(begin)

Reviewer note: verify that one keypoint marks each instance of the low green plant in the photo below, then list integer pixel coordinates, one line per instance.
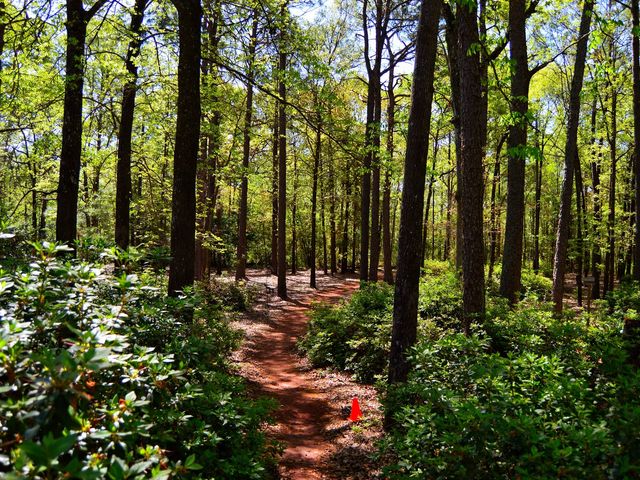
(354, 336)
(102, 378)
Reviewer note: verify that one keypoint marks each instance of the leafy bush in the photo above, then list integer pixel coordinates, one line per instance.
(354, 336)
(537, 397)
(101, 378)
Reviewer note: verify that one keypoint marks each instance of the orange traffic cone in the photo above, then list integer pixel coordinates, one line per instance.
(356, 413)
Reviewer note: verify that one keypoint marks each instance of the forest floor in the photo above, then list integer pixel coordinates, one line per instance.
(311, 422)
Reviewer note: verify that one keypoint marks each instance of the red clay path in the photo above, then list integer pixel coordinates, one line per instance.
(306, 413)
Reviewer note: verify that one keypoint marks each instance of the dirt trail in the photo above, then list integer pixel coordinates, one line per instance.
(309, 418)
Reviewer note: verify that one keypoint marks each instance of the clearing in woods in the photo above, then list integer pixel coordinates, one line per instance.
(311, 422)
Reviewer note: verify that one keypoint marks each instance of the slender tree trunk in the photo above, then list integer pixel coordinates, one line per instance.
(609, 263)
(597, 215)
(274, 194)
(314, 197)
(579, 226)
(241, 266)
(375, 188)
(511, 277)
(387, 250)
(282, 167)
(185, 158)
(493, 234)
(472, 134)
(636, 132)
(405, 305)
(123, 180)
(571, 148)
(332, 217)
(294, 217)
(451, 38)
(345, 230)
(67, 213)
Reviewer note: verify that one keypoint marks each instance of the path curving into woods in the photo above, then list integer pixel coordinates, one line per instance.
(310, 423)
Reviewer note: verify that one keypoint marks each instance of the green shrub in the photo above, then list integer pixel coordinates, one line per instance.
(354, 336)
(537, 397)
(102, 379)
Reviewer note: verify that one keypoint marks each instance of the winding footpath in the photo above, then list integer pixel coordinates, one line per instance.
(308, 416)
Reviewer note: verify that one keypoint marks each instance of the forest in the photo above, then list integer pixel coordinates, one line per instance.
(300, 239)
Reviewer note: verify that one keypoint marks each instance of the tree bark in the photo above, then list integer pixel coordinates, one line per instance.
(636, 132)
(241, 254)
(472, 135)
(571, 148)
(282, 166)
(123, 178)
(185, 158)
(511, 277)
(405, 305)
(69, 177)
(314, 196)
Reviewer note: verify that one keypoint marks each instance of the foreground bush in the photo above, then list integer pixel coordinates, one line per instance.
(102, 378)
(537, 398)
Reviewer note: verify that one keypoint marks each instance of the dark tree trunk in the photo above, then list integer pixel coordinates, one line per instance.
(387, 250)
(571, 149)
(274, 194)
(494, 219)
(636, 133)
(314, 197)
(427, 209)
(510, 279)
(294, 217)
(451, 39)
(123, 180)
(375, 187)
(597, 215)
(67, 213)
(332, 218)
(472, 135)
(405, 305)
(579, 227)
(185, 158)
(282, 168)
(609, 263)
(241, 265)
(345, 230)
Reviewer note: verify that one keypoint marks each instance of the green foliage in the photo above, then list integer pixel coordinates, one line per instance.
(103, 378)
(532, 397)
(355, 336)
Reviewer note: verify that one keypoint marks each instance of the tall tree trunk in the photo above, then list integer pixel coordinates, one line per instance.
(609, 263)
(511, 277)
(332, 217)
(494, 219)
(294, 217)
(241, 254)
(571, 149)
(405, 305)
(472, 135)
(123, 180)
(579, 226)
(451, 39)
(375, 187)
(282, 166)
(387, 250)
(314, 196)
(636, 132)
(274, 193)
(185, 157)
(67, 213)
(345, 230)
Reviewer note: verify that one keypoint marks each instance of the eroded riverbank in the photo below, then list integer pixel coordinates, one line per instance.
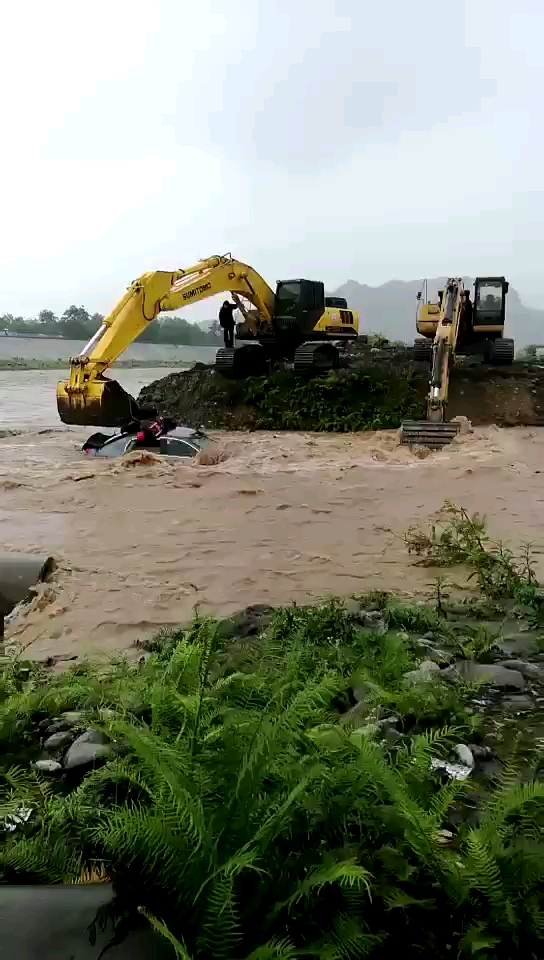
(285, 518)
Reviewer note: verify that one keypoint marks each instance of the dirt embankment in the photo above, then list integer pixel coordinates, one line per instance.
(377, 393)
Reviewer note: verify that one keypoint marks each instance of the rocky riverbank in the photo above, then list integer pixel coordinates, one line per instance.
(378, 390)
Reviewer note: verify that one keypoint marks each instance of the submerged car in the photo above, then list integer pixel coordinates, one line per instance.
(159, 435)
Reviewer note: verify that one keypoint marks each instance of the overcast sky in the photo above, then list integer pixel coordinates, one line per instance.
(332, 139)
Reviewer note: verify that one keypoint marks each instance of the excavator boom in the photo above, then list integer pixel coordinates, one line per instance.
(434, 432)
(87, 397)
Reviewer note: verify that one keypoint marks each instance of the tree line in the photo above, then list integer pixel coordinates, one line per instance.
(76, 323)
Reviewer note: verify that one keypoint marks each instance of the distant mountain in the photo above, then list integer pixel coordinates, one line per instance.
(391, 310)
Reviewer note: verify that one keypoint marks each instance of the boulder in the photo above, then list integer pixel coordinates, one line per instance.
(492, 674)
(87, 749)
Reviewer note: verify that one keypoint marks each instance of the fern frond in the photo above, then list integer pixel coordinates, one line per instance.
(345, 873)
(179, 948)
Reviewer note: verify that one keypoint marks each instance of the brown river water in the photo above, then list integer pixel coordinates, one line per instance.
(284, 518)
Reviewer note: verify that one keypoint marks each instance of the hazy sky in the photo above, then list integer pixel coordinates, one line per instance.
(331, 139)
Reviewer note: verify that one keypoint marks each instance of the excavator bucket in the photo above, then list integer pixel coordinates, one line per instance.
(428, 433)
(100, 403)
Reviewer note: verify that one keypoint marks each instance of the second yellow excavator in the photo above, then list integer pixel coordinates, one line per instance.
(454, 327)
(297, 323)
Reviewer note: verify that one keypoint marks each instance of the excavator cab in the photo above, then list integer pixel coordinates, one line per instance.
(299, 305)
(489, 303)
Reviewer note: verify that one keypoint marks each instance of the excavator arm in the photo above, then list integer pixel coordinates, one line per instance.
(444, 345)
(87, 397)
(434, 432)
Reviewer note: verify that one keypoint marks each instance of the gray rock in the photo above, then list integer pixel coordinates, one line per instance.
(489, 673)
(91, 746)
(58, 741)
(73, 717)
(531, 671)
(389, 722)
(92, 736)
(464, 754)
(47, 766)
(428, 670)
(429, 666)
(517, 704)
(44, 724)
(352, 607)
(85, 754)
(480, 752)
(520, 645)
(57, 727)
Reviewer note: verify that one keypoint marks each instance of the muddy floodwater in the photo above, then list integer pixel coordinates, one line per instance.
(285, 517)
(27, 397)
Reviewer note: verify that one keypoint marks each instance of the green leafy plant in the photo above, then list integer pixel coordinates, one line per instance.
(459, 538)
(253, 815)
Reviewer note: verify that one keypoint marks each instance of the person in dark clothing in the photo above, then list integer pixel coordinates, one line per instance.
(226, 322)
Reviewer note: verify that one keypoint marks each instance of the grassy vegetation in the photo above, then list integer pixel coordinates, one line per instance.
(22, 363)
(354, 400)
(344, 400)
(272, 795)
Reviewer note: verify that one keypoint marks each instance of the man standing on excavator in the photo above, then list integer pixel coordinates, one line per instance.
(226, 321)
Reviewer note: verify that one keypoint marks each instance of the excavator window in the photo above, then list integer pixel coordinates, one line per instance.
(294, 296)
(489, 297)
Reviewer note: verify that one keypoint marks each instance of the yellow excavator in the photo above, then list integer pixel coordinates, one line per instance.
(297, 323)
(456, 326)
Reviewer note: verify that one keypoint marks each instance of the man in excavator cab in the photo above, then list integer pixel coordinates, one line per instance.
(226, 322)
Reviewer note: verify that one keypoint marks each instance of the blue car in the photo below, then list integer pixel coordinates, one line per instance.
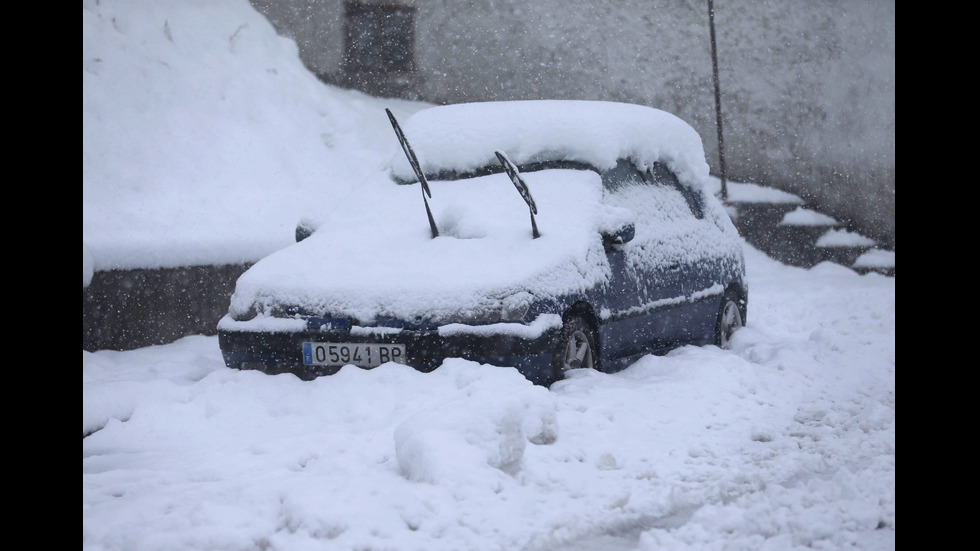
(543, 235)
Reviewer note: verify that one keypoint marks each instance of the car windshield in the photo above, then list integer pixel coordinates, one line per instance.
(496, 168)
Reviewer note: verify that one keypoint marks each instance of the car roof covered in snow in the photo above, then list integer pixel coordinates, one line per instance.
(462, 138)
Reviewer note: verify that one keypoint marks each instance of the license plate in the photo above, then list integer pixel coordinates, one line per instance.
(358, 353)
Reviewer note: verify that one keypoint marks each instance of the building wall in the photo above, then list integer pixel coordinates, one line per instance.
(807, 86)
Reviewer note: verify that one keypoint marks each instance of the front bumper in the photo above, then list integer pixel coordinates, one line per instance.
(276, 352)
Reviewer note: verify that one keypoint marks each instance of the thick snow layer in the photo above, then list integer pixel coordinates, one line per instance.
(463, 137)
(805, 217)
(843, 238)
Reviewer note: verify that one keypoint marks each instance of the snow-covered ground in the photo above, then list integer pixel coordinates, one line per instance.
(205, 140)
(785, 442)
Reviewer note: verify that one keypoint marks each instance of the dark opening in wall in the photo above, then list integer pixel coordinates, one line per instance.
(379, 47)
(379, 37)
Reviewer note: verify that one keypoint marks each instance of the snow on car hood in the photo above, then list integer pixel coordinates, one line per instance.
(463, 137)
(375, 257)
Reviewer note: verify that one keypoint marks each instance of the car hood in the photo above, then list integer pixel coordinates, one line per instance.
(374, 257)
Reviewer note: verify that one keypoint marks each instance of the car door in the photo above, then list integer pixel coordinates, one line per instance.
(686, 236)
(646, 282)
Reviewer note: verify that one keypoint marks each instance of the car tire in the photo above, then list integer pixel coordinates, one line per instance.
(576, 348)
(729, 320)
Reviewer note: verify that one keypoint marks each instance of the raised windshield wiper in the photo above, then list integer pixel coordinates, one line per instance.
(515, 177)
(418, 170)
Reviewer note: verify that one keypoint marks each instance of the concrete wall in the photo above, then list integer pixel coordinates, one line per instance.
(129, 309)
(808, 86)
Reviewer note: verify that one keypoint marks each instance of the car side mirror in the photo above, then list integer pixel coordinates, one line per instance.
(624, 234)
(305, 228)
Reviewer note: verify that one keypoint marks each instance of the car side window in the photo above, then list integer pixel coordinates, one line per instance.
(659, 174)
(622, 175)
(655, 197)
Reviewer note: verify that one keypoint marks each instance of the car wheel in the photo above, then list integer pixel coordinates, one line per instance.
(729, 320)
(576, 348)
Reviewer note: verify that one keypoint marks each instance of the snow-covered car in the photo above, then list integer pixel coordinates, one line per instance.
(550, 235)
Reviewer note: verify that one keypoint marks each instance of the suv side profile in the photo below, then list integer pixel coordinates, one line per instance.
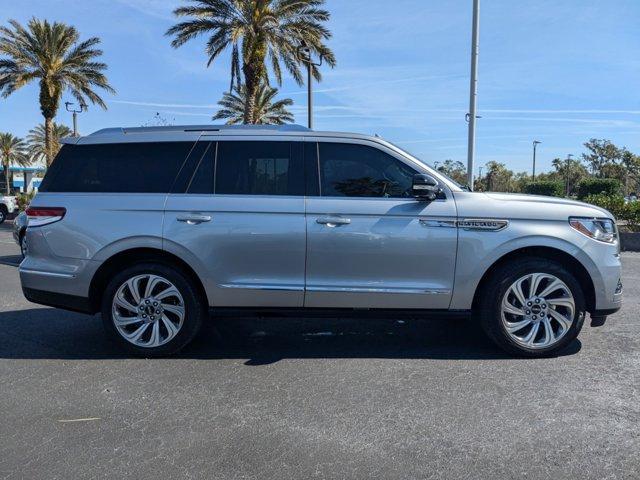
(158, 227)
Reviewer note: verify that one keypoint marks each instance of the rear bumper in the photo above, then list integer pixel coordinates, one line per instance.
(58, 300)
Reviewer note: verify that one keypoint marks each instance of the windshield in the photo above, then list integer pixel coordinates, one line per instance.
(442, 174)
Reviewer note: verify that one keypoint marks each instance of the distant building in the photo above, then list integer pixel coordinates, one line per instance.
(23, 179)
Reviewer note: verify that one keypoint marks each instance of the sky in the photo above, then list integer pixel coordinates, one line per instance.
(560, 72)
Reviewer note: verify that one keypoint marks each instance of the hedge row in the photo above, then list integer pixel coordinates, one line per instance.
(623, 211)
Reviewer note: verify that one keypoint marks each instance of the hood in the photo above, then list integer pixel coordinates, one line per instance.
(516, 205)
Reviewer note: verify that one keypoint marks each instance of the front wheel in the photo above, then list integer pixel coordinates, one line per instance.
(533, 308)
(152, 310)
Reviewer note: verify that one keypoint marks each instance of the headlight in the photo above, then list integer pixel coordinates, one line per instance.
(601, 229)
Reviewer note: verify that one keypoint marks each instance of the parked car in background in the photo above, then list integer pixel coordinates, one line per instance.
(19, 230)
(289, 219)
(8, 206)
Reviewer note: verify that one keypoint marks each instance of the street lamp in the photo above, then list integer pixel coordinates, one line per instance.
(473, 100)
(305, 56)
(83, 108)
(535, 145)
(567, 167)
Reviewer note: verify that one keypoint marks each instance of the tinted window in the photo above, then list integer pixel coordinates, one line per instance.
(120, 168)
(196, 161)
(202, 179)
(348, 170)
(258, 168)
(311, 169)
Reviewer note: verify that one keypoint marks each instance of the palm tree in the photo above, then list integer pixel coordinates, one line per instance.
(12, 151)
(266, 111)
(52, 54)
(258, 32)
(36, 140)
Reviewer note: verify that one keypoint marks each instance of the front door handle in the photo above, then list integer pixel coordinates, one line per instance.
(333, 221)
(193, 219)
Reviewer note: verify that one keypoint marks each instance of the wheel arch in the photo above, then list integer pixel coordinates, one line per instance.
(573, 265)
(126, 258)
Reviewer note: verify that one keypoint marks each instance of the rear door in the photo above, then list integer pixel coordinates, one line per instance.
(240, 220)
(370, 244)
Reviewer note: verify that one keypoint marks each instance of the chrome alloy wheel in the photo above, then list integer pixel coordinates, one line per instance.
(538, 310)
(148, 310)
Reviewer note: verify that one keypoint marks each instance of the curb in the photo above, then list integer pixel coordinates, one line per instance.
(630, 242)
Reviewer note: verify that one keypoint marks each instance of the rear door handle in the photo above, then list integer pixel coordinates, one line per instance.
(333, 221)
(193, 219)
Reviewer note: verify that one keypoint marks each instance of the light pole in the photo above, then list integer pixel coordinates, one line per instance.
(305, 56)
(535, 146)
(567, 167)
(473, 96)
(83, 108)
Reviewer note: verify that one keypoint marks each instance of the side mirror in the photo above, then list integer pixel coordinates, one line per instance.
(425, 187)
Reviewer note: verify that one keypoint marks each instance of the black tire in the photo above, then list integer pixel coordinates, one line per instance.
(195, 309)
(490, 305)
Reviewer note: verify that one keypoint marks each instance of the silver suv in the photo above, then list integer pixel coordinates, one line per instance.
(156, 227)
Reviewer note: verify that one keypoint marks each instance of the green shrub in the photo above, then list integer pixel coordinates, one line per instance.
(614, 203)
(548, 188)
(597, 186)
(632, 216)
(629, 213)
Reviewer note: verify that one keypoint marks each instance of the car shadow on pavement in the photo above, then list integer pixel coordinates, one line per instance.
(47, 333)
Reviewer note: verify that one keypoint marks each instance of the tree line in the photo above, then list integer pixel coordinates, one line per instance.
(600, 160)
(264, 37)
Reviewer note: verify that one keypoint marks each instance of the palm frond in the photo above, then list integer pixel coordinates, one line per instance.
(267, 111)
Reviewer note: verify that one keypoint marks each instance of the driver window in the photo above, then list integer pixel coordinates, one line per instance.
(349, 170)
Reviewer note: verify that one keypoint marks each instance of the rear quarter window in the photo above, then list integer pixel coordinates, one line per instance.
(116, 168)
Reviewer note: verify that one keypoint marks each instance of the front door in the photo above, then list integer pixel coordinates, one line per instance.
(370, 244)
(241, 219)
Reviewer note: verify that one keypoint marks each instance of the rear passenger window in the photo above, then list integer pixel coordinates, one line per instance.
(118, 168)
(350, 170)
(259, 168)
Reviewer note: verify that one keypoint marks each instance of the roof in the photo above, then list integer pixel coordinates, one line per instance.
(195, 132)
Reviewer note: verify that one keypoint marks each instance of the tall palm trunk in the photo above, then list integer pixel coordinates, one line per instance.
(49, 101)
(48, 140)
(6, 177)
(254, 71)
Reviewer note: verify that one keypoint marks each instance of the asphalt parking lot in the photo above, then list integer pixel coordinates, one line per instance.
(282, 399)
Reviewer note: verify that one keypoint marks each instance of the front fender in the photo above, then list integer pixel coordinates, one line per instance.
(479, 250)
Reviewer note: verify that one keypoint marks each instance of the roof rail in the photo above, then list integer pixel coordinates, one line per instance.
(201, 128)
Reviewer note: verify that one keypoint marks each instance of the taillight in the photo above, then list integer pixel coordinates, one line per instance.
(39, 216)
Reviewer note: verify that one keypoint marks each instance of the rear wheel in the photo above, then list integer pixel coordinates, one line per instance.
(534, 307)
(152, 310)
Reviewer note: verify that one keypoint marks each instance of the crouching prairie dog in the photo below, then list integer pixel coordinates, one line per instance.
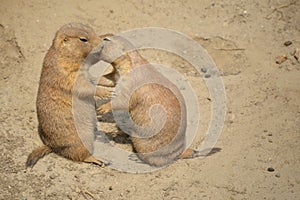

(end)

Could you print the lines starting at the line that contains "of the asphalt" and ending at the last of the items above, reproducing them word for word, but without the pictures?

Reviewer note: verify that one keypoint marks each instance of the asphalt parking lot in the photo above, then list integer pixel coordinates, one line per instance.
(282, 399)
Reviewer note: verify that one keypoint marks each instance of the front fender in the photo above, then list integer pixel coordinates, one line per instance.
(479, 250)
Reviewer note: verify that one keypoint marks each instance of the roof rail in the photo above, then list integer pixel coordinates, one line per instance.
(201, 128)
Reviewer note: verify that one keypoint marks each instance of the taillight in the photo above, then list integer pixel coordinates, one line per instance.
(39, 216)
Reviewer note: verify that one keypoint marks each instance of the rear wheel in the photo above, then list integer pixel coordinates, one line per instance.
(534, 307)
(152, 310)
Reviewer note: verify that one keypoint marks each instance of the crouching prairie dog in the photo below, then list integer pixel coordinates, one line per instance.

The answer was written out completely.